> GIVEN PASSAGE:
++++++++++++++++++++

Ronald B. Emeson, PhD

Ronald B. Emeson, PhD

Joel G. Hardman Professor , Pharmacology

Professor, Psychiatry

Professor, Molecular Physiology and Biophysics

8140 MRB III
(615) 936-1688

Molecular neurobiology.

Research Description

The research interests of our laboratory focus on the field of molecular neurobiology. By integrating the disciplines of peptide biochemistry, cell biology, animal physiology and molecular biology, we hope to gain a better understanding of the cellular and molecular processes underlying neuronal communication in normal and pathophysiological disease states.

Our laboratory is examining the molecular mechanisms involved in the editing of numerous RNA transcripts in the mammalian central nervous system. RNA editing is a post-transcriptional modification in which specific adenosine residues are converted to inosine moieties (A-to-I editing) via the actions of double-stranded RNA-specific adenosine deaminases. As a result of these deamination events, the coding potential of RNAs can be subtly altered to change as little as a single amino acid residue in resultant proteins. In the case of glutamate-gated ion channels, RNA editing can dramatically alter both the ion permeation and electrophysiological properties of these ionotropic receptors. Since glutamate-gated channels are critically involved in processes of excitatory neurotransmission, slight alterations in RNA editing patterns have profound effects upon the normal neurophysiology of the brain. RNA editing events within the 2C-subtype of serotonin receptor can modulate the efficacy by which this seven transmembrane-spanning receptor can couple to its specific intracellular signaling pathways. Since this serotonin receptor has been implicated in a number of neuropsychiatric disease states, including depression and schizophrenia, aberrant RNA editing patterns may play an important role in the etiology of these disorders. Recent studies from our laboratory have also demonstrated that overexpression of ADAR2, a double-stranded RNA-specific adenosine deaminase that catalyzes A-to-I editing results in excessive obesity in transgenic mice, suggesting that misregulation of this post-transcriptional modification can result in severe pathophysiological defects. Current research efforts in the laboratory focus upon the regulation of RNA editing as well as biochemical and bioinformatics strategies for the identification of additional RNAs that are substrates for this type of RNA processing event.

++++++++++++++++++++

> AVAILABLE DATA:
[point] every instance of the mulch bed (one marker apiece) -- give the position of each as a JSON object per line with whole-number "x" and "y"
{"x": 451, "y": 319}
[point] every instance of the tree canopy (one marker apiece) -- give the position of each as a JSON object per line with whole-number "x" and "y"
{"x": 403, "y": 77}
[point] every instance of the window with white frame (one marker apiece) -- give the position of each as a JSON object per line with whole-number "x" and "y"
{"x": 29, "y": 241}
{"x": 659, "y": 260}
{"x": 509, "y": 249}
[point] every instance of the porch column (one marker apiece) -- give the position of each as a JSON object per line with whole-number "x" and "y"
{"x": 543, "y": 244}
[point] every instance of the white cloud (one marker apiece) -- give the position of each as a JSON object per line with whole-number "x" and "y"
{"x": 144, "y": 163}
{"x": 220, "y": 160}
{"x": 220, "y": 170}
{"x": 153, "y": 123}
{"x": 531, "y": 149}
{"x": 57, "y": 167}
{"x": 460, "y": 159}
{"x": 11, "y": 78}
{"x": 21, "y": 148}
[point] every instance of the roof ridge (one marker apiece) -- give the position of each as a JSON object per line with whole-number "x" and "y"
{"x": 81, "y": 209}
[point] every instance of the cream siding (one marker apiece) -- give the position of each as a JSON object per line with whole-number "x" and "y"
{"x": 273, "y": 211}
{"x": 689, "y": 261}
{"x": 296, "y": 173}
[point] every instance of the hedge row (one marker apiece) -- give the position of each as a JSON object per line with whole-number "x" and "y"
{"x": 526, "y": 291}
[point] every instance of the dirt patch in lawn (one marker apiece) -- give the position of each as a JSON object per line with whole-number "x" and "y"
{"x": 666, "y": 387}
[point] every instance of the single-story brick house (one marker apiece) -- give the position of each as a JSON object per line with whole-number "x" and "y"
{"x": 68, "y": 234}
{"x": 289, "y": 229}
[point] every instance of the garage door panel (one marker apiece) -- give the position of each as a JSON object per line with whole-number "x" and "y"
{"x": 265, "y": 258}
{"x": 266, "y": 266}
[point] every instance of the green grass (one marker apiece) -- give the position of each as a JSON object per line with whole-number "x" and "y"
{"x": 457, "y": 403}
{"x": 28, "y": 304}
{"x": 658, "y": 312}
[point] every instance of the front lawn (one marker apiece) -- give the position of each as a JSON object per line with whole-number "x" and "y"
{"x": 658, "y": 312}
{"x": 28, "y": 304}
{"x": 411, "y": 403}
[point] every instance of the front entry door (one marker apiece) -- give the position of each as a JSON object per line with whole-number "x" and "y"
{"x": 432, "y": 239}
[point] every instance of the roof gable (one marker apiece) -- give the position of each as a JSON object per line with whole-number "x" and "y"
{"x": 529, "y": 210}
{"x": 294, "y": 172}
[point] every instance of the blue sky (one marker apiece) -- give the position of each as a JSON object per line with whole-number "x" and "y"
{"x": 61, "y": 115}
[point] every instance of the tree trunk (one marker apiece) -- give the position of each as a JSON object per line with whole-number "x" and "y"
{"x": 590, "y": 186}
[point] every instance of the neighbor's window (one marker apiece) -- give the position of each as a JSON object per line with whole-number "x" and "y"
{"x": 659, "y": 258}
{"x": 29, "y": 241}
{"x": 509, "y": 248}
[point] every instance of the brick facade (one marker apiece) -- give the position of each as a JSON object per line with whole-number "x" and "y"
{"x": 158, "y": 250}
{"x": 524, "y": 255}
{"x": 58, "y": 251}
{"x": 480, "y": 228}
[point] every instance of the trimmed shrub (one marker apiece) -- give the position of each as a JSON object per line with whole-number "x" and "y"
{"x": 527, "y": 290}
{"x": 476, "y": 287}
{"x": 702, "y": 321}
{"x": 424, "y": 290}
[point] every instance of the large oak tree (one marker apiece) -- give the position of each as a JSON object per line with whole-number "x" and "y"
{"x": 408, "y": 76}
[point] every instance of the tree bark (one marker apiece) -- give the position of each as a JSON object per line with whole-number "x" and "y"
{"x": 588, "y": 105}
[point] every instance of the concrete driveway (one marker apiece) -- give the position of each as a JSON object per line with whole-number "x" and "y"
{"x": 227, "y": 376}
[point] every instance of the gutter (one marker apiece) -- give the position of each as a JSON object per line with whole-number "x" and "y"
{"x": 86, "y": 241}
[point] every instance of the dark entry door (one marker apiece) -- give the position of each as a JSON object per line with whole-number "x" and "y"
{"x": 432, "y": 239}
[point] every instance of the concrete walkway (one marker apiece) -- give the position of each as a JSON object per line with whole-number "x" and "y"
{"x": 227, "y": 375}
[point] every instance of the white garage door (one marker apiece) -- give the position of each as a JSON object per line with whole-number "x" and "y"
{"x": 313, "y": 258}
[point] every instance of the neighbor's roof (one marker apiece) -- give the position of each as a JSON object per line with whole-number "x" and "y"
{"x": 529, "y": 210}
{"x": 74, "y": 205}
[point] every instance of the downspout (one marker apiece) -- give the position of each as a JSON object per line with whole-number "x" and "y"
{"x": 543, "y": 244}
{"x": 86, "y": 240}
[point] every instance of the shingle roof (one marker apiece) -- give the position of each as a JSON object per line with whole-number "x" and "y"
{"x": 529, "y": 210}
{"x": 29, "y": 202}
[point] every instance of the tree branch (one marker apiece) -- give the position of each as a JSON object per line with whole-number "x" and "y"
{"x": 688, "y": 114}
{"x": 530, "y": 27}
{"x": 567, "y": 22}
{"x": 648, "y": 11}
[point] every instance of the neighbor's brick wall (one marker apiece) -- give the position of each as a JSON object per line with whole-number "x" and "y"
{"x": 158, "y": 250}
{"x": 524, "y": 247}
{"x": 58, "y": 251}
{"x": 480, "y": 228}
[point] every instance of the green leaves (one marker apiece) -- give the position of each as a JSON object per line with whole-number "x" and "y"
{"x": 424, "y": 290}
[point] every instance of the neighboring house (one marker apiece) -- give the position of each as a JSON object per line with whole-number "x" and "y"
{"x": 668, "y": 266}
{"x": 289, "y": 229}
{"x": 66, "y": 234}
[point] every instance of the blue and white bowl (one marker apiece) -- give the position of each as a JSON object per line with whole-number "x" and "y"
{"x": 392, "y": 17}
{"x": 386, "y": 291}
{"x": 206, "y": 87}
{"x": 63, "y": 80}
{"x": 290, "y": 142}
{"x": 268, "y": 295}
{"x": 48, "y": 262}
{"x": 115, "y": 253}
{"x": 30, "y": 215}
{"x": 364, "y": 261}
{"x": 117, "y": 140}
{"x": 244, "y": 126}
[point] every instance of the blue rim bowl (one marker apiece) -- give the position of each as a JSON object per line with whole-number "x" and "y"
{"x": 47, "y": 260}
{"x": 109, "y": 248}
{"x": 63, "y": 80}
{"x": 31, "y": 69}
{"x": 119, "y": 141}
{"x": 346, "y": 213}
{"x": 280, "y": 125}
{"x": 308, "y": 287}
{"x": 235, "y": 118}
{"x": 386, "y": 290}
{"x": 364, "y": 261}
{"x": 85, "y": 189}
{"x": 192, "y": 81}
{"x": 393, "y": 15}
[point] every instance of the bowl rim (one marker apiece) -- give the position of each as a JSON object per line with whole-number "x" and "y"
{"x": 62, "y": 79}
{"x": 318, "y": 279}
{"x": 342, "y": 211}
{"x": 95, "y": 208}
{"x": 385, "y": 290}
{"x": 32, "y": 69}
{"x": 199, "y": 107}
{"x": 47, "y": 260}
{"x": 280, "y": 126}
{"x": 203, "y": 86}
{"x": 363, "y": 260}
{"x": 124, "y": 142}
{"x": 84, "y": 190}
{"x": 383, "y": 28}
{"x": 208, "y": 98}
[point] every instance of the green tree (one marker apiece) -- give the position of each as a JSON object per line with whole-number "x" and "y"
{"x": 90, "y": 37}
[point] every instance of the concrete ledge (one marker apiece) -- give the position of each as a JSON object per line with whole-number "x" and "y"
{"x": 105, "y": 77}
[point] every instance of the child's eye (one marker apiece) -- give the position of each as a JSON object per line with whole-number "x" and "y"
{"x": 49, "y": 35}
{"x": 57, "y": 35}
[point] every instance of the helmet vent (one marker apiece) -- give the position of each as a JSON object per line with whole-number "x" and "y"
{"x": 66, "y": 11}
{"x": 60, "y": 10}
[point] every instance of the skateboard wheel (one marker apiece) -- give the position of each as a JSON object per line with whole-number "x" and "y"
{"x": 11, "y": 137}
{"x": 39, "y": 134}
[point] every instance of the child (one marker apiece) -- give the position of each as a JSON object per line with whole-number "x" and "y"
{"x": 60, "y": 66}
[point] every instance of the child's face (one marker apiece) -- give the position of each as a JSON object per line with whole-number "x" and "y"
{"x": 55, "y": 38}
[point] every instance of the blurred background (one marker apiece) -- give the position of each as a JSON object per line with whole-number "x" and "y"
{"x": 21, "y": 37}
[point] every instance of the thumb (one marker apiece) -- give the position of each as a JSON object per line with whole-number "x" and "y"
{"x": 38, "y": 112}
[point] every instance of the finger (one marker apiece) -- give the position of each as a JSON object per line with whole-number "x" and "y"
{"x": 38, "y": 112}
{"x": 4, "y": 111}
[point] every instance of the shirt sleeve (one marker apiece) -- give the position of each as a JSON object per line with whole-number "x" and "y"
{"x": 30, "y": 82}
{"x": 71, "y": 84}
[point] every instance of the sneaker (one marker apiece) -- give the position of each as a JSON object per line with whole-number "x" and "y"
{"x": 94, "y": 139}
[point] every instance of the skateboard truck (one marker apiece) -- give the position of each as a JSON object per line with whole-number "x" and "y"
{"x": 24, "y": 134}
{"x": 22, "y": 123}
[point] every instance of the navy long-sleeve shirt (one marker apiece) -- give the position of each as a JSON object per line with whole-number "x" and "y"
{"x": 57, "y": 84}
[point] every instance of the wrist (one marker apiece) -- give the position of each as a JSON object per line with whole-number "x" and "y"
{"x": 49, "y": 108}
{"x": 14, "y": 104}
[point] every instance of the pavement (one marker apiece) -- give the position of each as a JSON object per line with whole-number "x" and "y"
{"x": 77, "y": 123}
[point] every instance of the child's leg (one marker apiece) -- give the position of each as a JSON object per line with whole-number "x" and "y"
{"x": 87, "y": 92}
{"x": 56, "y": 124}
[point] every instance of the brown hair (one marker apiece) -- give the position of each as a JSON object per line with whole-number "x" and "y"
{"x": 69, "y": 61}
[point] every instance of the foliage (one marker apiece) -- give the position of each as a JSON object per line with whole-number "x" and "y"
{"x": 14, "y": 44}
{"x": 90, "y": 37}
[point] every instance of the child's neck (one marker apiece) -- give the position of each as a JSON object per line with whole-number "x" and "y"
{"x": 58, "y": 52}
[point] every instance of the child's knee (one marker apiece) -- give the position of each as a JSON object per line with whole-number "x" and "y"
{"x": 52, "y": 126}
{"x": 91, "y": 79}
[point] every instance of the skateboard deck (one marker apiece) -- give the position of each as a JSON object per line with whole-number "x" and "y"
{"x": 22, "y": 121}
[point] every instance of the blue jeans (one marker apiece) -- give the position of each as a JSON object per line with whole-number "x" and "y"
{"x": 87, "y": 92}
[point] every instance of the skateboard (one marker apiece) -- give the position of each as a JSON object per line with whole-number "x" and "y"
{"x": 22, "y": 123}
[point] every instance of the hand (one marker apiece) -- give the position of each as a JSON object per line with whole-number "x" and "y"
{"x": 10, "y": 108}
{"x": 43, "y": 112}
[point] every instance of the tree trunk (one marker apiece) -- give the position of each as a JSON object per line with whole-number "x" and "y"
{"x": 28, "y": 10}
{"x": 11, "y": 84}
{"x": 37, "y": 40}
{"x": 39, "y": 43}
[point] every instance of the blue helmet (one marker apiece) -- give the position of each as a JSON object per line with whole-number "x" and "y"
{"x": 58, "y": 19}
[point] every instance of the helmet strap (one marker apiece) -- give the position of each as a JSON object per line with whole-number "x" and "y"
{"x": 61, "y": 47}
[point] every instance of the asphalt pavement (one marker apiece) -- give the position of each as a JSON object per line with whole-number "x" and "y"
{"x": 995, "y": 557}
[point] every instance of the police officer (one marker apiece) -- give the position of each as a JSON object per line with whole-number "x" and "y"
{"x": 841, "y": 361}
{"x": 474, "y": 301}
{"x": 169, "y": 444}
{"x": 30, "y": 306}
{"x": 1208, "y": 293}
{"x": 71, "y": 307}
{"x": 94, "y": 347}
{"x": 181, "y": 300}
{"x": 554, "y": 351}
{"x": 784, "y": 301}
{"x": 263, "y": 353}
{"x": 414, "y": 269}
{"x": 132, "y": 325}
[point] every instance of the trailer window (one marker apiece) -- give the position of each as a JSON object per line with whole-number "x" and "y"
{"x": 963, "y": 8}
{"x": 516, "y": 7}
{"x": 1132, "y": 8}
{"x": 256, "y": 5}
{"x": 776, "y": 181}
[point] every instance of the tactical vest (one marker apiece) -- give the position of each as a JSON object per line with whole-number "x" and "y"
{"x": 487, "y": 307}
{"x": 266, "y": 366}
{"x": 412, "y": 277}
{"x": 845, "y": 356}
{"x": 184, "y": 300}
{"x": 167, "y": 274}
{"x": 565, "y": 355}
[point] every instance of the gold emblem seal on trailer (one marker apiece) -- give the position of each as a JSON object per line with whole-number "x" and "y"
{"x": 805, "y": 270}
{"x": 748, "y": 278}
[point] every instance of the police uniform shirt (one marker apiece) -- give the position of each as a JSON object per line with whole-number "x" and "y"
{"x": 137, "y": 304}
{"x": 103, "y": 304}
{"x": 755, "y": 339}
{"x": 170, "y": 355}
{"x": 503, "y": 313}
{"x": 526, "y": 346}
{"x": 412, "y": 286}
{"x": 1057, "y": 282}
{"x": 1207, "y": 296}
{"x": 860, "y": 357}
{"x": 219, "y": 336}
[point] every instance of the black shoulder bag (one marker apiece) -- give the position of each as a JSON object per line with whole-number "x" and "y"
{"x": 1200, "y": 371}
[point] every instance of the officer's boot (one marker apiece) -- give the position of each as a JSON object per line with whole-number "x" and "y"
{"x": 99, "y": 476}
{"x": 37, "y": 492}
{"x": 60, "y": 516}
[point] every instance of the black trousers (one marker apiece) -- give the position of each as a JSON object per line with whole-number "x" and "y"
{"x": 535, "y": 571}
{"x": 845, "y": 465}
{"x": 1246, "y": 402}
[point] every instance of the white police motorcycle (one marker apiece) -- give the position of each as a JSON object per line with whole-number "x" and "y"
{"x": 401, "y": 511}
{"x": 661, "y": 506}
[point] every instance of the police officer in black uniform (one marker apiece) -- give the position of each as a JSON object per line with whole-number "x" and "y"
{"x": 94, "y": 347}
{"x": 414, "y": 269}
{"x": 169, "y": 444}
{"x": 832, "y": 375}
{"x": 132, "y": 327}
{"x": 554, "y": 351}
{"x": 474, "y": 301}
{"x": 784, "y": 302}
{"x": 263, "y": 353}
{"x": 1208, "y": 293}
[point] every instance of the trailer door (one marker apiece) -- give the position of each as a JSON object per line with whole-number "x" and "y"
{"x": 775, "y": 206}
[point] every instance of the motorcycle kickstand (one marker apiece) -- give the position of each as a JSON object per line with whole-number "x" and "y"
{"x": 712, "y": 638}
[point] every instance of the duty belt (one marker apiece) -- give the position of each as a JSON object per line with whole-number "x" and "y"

++++++++++++++++++++

> PROBLEMS TO WORK ON:
(A) Which disciplines does the profile say the laboratory integrates in its research?
(B) Rewrite the profile's text starting at "Professor, Psychiatry" and ending at "pathophysiological disease states.", with "laboratory" changed to "lab".
(C) According to the profile, which neuropsychiatric disease states has the 2C-subtype of serotonin receptor been implicated in?
You can set the listing aside, since none of it is needed here.

> ANSWERS BY ITEM:
(A) Peptide biochemistry, cell biology, animal physiology and molecular biology.

(B)
Professor, Psychiatry

Professor, Molecular Physiology and Biophysics

8140 MRB III
(615) 936-1688

Molecular neurobiology.

Research Description

The research interests of our lab focus on the field of molecular neurobiology. By integrating the disciplines of peptide biochemistry, cell biology, animal physiology and molecular biology, we hope to gain a better understanding of the cellular and molecular processes underlying neuronal communication in normal and pathophysiological disease states.

(C) Depression and schizophrenia.